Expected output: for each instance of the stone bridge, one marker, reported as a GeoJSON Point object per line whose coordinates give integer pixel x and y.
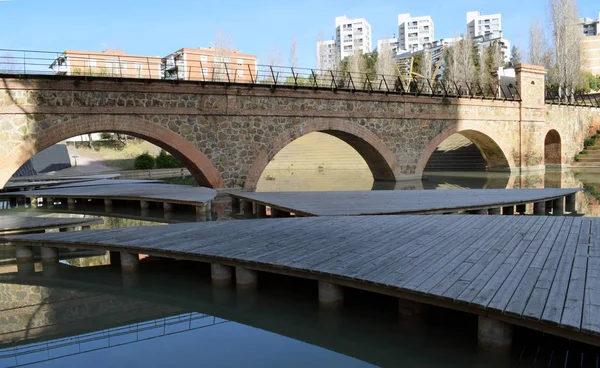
{"type": "Point", "coordinates": [226, 135]}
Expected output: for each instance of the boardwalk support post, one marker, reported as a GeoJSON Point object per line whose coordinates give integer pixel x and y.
{"type": "Point", "coordinates": [539, 208]}
{"type": "Point", "coordinates": [220, 275]}
{"type": "Point", "coordinates": [508, 210]}
{"type": "Point", "coordinates": [246, 279]}
{"type": "Point", "coordinates": [331, 296]}
{"type": "Point", "coordinates": [129, 262]}
{"type": "Point", "coordinates": [558, 206]}
{"type": "Point", "coordinates": [493, 334]}
{"type": "Point", "coordinates": [570, 203]}
{"type": "Point", "coordinates": [49, 255]}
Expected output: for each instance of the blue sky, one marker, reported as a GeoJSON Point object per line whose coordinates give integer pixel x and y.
{"type": "Point", "coordinates": [260, 27]}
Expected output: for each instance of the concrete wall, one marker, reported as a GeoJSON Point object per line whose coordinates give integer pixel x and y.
{"type": "Point", "coordinates": [227, 136]}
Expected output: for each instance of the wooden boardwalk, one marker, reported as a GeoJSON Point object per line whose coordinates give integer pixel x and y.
{"type": "Point", "coordinates": [18, 225]}
{"type": "Point", "coordinates": [388, 202]}
{"type": "Point", "coordinates": [536, 271]}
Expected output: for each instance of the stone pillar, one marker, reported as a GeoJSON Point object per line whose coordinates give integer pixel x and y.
{"type": "Point", "coordinates": [508, 210]}
{"type": "Point", "coordinates": [245, 279]}
{"type": "Point", "coordinates": [330, 295]}
{"type": "Point", "coordinates": [570, 203]}
{"type": "Point", "coordinates": [23, 254]}
{"type": "Point", "coordinates": [248, 209]}
{"type": "Point", "coordinates": [220, 275]}
{"type": "Point", "coordinates": [558, 206]}
{"type": "Point", "coordinates": [548, 209]}
{"type": "Point", "coordinates": [235, 205]}
{"type": "Point", "coordinates": [261, 210]}
{"type": "Point", "coordinates": [409, 310]}
{"type": "Point", "coordinates": [115, 258]}
{"type": "Point", "coordinates": [539, 208]}
{"type": "Point", "coordinates": [493, 334]}
{"type": "Point", "coordinates": [49, 255]}
{"type": "Point", "coordinates": [495, 211]}
{"type": "Point", "coordinates": [129, 262]}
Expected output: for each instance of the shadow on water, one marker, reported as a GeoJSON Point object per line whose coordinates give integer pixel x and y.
{"type": "Point", "coordinates": [83, 306]}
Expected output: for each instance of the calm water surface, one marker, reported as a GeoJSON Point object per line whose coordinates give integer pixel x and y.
{"type": "Point", "coordinates": [170, 315]}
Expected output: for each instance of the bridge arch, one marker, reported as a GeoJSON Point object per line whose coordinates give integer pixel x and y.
{"type": "Point", "coordinates": [552, 148]}
{"type": "Point", "coordinates": [493, 149]}
{"type": "Point", "coordinates": [199, 165]}
{"type": "Point", "coordinates": [380, 159]}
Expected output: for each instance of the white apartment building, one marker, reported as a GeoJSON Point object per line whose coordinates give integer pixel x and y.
{"type": "Point", "coordinates": [352, 35]}
{"type": "Point", "coordinates": [590, 27]}
{"type": "Point", "coordinates": [391, 43]}
{"type": "Point", "coordinates": [489, 26]}
{"type": "Point", "coordinates": [327, 55]}
{"type": "Point", "coordinates": [414, 32]}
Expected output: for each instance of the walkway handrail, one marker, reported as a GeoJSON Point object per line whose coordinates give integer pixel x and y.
{"type": "Point", "coordinates": [229, 72]}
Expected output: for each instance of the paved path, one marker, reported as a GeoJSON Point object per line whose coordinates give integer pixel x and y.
{"type": "Point", "coordinates": [537, 271]}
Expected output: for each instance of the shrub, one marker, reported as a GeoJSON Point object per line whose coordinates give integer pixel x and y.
{"type": "Point", "coordinates": [167, 161]}
{"type": "Point", "coordinates": [144, 162]}
{"type": "Point", "coordinates": [589, 142]}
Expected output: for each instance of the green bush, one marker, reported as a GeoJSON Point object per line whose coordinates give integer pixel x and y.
{"type": "Point", "coordinates": [167, 161]}
{"type": "Point", "coordinates": [144, 162]}
{"type": "Point", "coordinates": [589, 142]}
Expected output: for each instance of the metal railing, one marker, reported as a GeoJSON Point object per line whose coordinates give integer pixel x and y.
{"type": "Point", "coordinates": [105, 339]}
{"type": "Point", "coordinates": [25, 62]}
{"type": "Point", "coordinates": [572, 99]}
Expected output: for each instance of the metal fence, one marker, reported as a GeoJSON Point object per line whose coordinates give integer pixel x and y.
{"type": "Point", "coordinates": [104, 65]}
{"type": "Point", "coordinates": [572, 99]}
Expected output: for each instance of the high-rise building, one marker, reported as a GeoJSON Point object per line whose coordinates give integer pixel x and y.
{"type": "Point", "coordinates": [414, 32]}
{"type": "Point", "coordinates": [488, 26]}
{"type": "Point", "coordinates": [327, 55]}
{"type": "Point", "coordinates": [352, 35]}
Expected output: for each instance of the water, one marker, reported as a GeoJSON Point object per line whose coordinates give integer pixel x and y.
{"type": "Point", "coordinates": [170, 315]}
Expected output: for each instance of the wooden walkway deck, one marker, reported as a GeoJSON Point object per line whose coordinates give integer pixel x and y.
{"type": "Point", "coordinates": [18, 225]}
{"type": "Point", "coordinates": [536, 271]}
{"type": "Point", "coordinates": [388, 202]}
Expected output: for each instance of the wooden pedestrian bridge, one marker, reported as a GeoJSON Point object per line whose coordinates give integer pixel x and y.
{"type": "Point", "coordinates": [540, 272]}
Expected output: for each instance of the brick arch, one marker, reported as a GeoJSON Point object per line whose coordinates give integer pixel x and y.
{"type": "Point", "coordinates": [493, 148]}
{"type": "Point", "coordinates": [199, 165]}
{"type": "Point", "coordinates": [552, 148]}
{"type": "Point", "coordinates": [380, 159]}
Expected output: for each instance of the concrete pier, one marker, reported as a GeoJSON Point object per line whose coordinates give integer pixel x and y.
{"type": "Point", "coordinates": [261, 210]}
{"type": "Point", "coordinates": [221, 275]}
{"type": "Point", "coordinates": [247, 208]}
{"type": "Point", "coordinates": [495, 211]}
{"type": "Point", "coordinates": [570, 203]}
{"type": "Point", "coordinates": [493, 335]}
{"type": "Point", "coordinates": [558, 206]}
{"type": "Point", "coordinates": [245, 279]}
{"type": "Point", "coordinates": [23, 254]}
{"type": "Point", "coordinates": [49, 255]}
{"type": "Point", "coordinates": [508, 210]}
{"type": "Point", "coordinates": [539, 208]}
{"type": "Point", "coordinates": [129, 262]}
{"type": "Point", "coordinates": [330, 295]}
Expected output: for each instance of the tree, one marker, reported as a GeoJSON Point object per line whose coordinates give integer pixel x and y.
{"type": "Point", "coordinates": [566, 33]}
{"type": "Point", "coordinates": [515, 56]}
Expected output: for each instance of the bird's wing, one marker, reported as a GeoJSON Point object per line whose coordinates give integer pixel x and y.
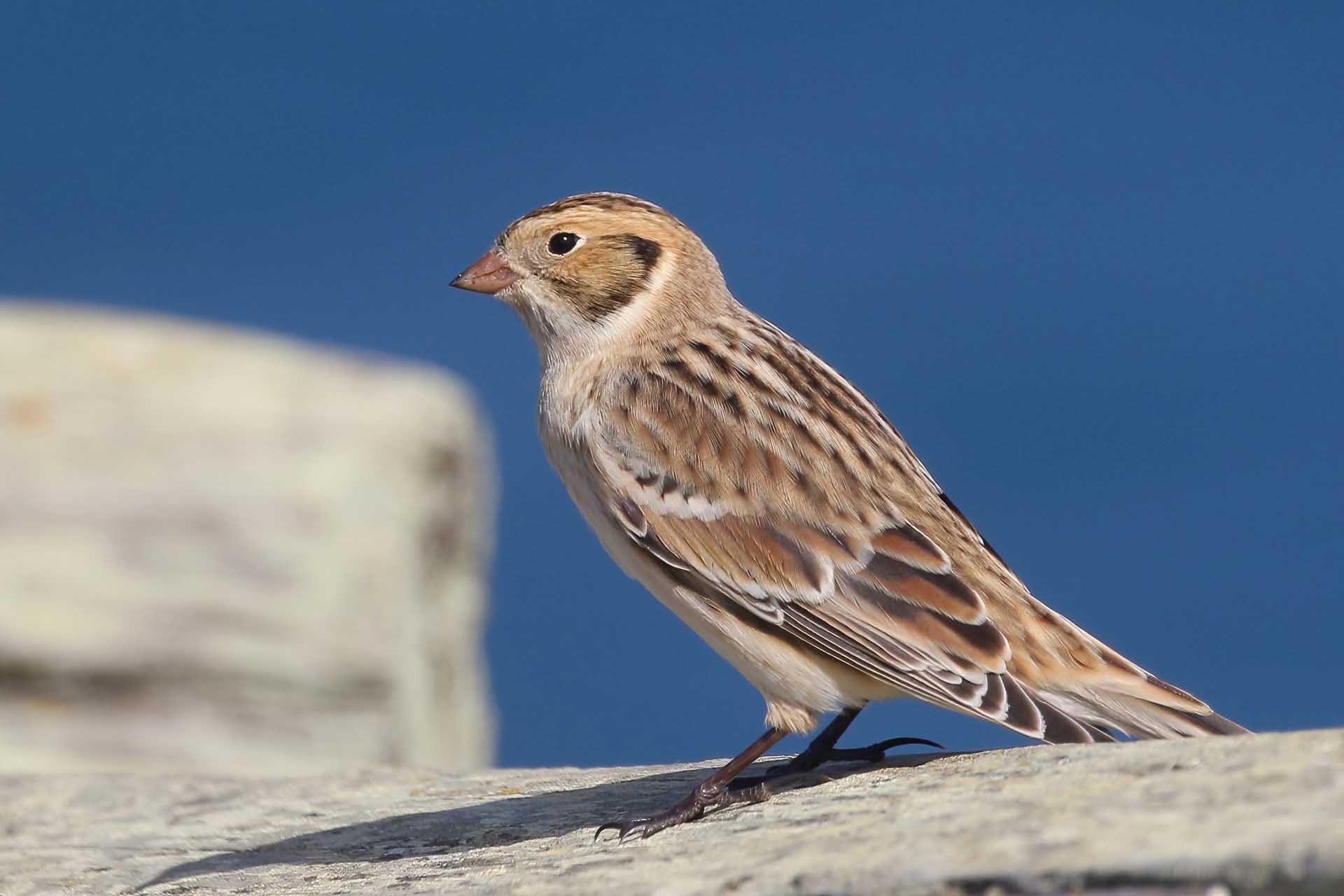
{"type": "Point", "coordinates": [758, 475]}
{"type": "Point", "coordinates": [785, 498]}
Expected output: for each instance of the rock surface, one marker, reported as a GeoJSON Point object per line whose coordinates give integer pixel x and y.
{"type": "Point", "coordinates": [223, 551]}
{"type": "Point", "coordinates": [1253, 814]}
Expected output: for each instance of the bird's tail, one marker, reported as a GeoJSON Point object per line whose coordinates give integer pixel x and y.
{"type": "Point", "coordinates": [1140, 706]}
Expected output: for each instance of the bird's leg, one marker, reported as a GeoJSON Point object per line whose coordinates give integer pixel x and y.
{"type": "Point", "coordinates": [823, 748]}
{"type": "Point", "coordinates": [710, 793]}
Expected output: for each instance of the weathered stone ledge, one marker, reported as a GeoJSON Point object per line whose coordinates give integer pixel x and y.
{"type": "Point", "coordinates": [1260, 814]}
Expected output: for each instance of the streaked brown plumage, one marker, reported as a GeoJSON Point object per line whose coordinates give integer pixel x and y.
{"type": "Point", "coordinates": [772, 507]}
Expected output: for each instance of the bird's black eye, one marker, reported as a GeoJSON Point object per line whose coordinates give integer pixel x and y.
{"type": "Point", "coordinates": [562, 242]}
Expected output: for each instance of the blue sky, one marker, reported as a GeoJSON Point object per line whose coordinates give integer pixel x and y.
{"type": "Point", "coordinates": [1088, 257]}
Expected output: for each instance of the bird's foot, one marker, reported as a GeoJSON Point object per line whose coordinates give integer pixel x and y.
{"type": "Point", "coordinates": [687, 809]}
{"type": "Point", "coordinates": [811, 760]}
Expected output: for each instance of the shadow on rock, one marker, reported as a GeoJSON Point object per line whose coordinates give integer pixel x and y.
{"type": "Point", "coordinates": [491, 824]}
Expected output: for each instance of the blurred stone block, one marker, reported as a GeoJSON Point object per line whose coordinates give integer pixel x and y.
{"type": "Point", "coordinates": [223, 551]}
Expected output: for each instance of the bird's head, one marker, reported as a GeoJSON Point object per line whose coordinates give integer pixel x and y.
{"type": "Point", "coordinates": [596, 262]}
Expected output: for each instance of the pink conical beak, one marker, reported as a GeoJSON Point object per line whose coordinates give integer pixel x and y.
{"type": "Point", "coordinates": [489, 274]}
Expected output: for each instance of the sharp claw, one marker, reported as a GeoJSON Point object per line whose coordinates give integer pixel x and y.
{"type": "Point", "coordinates": [905, 742]}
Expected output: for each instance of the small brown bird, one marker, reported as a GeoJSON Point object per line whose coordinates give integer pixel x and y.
{"type": "Point", "coordinates": [777, 512]}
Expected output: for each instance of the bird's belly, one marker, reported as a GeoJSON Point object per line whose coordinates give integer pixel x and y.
{"type": "Point", "coordinates": [796, 682]}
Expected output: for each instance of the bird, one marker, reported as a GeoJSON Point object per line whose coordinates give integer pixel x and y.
{"type": "Point", "coordinates": [777, 512]}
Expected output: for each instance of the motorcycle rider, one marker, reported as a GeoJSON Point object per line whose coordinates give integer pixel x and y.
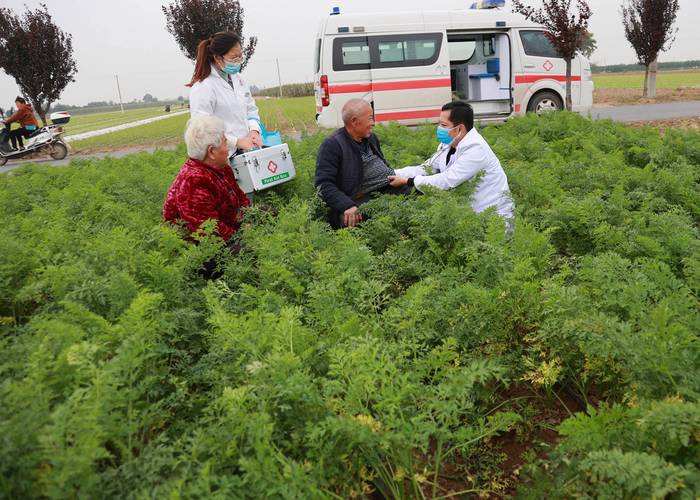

* _Task_: Filter the listing above down to every line that contains the string "surface", matching case exactly. Copy each such line as it appears.

* _Task answer_:
Expected output: for each instance of the calm water surface, one marker, reported as a GeoJSON Point object per line whose coordinates give integer pixel x and y.
Expected output: for each instance of the rock surface, one marker, reported as a GeoJSON Point object per line whose coordinates give integer pixel x and y.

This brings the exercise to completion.